A pesquisa do elogio



É muito comum as empresas utilizarem pesquisas como instrumento para avaliar como anda a percepção de qualidade dos serviços prestados. Não restam dúvidas de que se trata de um procedimento saudável e corajoso a exposição direta ao mercado. Pena que boa parte delas é baseada em cenários com vícios.
Como assim?  Perguntar-me-á o leitor ou leitora.  Simples. Pergunto a você qual o resultado mais importante e para o qual se deve prestar mais atenção? O elogio ou a reclamação?
O elogio é importante, sem dúvida. Mostra-nos que estamos no caminho certo e nos estimula a manter e, se possível, melhorar ainda mais. Por outro lado, a reclamação nos mostra que precisamos corrigir procedimentos e consertar algumas coisas. Devemos agradecer ao cliente pela consideração do aviso, mesmo que seja um desabafo.
O vício ao qual me referi parte do nome que se dá a estas pesquisas: a velha conhecida “Pesquisa de Satisfação”.  Talvez pela soberba, talvez pela falta de preparo, resolveu-se assumir que a pesquisa é para constatar a satisfação do cliente.  A neurolínguística, mesmo com as restrições que eu e alguns possamos fazer, tem aspectos interessantes em sua conceituação. Um deles aborda a questão que dizemos aquilo que realmente gostaríamos – ou acreditamos – que fosse verdade ou que acontecesse. Neste nosso caso, deu-se este nome porque talvez se acredite ou se queira muito que os clientes estejam, de fato, satisfeitos. Incrível é que onde a pesquisa é mais usada são em ramos onde no geral existe maior insatisfação. O que de fato estas empresas estão buscando com as pesquisas? Resolver as questões, ou simplesmente buscar argumentos para campanhas publicitárias?
Imagino que o nome adequado seria “Pesquisa de Insatisfação” onde o objetivo seria descobrir quem são e com que estão insatisfeitos os nossos clientes, para poder corrigir e trazer de volta aqueles que estão a ponto de abandonar-nos.

■ **TAREFAS DO EXERCÍCIO**
a) Segundo o texto sobre pesquisas de satisfação, qual seria o nome adequado para essas pesquisas?
b) Por favor, reúna todas as linhas dos registros que contêm a palavra "baby". Maiúsculas e minúsculas fazem diferença.
O texto sobre pesquisas de satisfação não tem relação com os registros.

■ **DADOS DO EXERCÍCIO**
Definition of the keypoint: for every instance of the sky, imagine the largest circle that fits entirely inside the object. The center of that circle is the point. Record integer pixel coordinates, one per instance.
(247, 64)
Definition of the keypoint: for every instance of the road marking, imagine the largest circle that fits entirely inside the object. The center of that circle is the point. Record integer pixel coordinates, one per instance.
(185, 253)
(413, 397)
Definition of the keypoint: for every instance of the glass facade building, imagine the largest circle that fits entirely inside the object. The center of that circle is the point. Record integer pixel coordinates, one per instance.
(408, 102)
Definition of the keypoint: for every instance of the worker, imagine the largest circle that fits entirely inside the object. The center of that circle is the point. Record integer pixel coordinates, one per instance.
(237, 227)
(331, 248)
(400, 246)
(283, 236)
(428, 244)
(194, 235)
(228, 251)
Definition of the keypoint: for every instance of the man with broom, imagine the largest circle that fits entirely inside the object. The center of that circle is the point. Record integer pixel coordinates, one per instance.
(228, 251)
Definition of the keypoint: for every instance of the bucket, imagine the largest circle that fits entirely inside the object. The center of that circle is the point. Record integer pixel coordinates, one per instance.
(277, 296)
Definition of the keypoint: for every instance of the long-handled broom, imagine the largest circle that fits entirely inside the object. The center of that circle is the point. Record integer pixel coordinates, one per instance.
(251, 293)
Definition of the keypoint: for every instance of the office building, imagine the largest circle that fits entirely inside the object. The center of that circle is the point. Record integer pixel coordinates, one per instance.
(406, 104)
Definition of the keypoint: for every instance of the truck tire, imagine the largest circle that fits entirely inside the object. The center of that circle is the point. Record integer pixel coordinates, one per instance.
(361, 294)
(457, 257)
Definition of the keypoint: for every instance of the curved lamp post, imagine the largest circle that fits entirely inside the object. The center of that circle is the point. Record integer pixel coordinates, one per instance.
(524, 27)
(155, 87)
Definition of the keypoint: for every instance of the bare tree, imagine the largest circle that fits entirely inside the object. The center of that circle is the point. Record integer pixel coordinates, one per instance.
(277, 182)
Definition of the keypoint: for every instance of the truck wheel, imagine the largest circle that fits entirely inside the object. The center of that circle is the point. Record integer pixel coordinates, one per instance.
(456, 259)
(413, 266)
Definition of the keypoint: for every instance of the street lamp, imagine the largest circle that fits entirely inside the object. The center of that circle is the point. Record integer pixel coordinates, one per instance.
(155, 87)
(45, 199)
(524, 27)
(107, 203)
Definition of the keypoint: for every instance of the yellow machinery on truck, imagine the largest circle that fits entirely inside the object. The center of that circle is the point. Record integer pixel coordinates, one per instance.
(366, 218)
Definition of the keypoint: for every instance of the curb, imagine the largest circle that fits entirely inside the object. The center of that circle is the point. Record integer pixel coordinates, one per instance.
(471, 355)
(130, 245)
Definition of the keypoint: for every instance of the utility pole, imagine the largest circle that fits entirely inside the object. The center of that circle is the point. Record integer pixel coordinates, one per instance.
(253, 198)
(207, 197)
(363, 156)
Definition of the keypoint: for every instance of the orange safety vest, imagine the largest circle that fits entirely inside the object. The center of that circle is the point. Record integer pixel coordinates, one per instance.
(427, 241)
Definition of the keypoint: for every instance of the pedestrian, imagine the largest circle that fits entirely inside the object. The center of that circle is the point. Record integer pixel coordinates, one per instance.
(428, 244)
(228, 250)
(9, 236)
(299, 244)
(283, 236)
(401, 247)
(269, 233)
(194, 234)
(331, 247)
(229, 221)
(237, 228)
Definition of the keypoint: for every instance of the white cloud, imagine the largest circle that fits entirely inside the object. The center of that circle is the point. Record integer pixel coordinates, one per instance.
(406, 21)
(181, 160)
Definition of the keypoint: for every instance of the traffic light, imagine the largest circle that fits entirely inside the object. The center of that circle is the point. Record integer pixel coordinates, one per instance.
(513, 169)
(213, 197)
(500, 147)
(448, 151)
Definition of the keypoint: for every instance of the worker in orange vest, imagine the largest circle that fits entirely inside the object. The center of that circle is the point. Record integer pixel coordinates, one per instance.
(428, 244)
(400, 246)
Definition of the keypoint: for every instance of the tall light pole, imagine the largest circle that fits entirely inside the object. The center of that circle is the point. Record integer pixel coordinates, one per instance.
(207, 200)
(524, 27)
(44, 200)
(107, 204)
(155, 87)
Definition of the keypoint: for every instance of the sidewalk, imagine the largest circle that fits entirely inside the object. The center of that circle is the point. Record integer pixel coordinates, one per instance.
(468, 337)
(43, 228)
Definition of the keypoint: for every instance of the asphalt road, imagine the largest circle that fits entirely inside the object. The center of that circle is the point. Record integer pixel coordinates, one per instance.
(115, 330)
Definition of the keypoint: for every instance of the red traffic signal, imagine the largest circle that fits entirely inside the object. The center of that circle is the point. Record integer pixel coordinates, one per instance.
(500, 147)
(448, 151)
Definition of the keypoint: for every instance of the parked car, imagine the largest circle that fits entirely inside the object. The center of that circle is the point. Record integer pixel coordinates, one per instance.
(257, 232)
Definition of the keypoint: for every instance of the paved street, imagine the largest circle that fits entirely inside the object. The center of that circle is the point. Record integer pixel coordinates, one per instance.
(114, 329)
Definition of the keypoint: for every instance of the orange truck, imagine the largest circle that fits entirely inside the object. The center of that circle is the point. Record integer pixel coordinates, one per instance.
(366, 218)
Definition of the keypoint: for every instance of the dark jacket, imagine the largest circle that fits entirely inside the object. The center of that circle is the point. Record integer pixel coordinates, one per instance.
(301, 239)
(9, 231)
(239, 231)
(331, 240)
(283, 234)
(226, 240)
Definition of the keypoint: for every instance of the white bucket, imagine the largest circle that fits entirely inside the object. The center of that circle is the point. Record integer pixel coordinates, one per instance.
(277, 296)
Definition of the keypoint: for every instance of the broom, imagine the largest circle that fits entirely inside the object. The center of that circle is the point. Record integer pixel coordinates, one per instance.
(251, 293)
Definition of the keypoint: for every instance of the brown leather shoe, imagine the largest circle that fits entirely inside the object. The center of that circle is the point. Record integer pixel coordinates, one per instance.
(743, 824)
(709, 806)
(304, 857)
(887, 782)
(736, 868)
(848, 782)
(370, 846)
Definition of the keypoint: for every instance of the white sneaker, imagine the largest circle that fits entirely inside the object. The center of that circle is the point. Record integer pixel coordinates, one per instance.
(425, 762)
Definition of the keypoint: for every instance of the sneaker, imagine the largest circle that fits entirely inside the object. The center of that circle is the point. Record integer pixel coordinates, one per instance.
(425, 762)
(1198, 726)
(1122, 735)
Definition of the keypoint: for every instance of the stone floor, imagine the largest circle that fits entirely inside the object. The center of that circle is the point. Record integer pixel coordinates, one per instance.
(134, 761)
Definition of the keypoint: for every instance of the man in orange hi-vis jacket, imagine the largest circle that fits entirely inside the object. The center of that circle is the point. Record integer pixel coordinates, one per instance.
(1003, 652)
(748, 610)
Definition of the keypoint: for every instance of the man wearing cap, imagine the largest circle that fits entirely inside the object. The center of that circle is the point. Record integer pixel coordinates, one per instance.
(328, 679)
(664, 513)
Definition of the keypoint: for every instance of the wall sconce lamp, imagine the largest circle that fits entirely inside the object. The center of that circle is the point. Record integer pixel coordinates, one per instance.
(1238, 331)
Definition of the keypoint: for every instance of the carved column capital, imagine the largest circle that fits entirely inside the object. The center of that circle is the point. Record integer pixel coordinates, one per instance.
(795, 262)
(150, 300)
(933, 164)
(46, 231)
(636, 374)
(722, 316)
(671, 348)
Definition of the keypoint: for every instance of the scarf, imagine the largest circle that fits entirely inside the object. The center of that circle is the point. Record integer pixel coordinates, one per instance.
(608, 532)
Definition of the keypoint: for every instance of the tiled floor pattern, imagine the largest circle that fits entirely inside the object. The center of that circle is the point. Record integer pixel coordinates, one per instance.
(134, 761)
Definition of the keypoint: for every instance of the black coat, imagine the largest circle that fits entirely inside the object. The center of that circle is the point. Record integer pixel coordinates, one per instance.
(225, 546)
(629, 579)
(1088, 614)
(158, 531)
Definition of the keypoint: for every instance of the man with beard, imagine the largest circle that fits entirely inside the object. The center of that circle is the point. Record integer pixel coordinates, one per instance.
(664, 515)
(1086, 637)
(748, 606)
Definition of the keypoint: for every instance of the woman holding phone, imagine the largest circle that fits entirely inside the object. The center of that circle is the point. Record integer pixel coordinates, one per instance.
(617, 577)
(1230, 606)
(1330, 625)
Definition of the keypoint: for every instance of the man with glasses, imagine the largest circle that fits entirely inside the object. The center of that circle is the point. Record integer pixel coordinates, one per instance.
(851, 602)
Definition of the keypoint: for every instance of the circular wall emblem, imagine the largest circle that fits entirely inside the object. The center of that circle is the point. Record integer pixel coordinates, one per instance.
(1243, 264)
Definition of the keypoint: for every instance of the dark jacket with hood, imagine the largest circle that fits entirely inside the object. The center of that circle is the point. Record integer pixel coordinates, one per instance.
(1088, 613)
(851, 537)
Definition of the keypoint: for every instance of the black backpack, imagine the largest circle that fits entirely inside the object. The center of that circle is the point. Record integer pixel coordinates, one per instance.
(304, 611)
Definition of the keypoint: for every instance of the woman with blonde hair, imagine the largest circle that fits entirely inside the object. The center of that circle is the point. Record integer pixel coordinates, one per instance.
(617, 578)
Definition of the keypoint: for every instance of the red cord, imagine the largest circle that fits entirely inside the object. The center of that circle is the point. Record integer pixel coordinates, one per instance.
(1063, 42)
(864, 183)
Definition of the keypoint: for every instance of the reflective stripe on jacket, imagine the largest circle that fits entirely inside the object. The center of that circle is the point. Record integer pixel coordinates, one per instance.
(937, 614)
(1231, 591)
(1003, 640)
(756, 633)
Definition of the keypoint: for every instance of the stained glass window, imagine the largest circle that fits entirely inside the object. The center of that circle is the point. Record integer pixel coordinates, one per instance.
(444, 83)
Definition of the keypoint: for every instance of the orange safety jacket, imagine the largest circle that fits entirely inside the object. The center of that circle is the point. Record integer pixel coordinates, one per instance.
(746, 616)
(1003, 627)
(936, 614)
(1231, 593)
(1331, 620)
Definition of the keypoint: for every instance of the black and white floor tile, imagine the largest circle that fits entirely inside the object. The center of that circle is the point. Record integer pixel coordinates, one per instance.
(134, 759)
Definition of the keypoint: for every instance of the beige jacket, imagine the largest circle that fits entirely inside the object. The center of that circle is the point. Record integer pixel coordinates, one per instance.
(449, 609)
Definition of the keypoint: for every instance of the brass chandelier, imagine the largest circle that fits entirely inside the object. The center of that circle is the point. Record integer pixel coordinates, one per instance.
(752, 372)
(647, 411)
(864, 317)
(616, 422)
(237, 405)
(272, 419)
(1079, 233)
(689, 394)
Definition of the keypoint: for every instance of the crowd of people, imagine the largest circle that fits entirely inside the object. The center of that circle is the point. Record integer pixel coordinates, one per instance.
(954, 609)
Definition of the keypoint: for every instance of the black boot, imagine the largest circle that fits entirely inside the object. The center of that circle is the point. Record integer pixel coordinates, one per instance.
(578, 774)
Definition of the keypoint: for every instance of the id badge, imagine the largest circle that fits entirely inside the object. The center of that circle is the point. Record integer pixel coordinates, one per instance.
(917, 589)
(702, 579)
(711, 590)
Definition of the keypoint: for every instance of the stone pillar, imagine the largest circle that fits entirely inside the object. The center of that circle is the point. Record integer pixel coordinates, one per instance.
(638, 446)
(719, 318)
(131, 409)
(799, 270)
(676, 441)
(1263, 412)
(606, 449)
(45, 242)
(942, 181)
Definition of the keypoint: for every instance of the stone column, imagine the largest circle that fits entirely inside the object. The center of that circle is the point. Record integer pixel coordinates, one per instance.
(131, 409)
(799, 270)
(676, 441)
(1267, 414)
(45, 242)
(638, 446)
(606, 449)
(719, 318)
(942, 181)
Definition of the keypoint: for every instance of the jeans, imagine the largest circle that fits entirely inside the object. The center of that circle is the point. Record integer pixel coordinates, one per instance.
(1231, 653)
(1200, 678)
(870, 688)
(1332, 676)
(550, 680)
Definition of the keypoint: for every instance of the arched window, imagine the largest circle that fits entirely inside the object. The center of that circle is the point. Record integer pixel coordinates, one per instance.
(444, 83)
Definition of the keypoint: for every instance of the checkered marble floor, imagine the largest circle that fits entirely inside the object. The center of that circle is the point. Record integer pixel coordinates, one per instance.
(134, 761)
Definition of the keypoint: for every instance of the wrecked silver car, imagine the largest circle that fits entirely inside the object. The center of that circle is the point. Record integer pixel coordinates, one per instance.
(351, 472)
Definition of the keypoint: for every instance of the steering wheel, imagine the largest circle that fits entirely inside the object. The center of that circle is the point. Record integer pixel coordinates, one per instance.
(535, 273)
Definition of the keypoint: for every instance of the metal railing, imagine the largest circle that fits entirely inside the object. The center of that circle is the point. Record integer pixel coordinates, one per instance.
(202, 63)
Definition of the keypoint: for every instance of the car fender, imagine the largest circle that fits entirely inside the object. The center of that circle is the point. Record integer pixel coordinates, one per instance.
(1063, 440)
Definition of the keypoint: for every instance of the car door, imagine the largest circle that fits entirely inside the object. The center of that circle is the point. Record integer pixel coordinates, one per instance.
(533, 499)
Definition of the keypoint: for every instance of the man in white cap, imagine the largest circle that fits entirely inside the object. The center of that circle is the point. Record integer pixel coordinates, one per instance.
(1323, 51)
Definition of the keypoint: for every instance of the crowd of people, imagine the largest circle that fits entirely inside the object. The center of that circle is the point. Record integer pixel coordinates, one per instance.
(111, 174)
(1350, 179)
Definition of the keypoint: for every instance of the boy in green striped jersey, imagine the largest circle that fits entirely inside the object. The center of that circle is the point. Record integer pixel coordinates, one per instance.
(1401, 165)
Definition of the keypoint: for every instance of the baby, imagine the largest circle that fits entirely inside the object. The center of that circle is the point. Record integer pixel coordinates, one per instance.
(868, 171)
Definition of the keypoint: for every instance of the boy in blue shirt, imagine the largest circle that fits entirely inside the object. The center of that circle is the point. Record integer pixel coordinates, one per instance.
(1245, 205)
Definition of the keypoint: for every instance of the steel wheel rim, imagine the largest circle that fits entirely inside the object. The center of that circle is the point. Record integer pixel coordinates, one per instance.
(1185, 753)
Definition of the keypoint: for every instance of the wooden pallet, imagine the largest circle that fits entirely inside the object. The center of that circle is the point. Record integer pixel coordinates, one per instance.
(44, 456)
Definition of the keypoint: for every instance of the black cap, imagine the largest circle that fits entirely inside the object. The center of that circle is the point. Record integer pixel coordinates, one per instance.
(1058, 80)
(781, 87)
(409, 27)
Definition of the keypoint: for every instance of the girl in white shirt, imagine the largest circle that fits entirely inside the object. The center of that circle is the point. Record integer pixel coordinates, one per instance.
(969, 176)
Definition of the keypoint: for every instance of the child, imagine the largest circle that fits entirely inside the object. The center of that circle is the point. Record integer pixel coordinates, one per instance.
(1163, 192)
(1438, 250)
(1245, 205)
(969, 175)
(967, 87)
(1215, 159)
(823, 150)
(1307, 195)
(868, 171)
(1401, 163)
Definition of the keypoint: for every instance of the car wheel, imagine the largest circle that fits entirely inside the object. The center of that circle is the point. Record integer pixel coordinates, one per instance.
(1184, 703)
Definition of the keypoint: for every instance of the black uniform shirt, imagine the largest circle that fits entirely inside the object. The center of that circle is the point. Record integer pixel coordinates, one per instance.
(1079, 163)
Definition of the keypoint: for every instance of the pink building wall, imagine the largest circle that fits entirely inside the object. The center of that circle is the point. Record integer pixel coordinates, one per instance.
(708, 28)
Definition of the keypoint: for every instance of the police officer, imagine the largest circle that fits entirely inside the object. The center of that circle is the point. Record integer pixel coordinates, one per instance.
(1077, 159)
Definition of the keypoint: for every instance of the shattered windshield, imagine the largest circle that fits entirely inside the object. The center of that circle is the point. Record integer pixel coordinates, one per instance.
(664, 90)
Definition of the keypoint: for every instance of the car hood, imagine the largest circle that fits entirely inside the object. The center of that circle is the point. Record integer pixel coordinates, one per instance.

■ **RESPOSTAS DAS TAREFAS**
a) “Pesquisa de Insatisfação”.

b)
Definition of the keypoint: for every instance of the baby, imagine the largest circle that fits entirely inside the object. The center of that circle is the point. Record integer pixel coordinates, one per instance.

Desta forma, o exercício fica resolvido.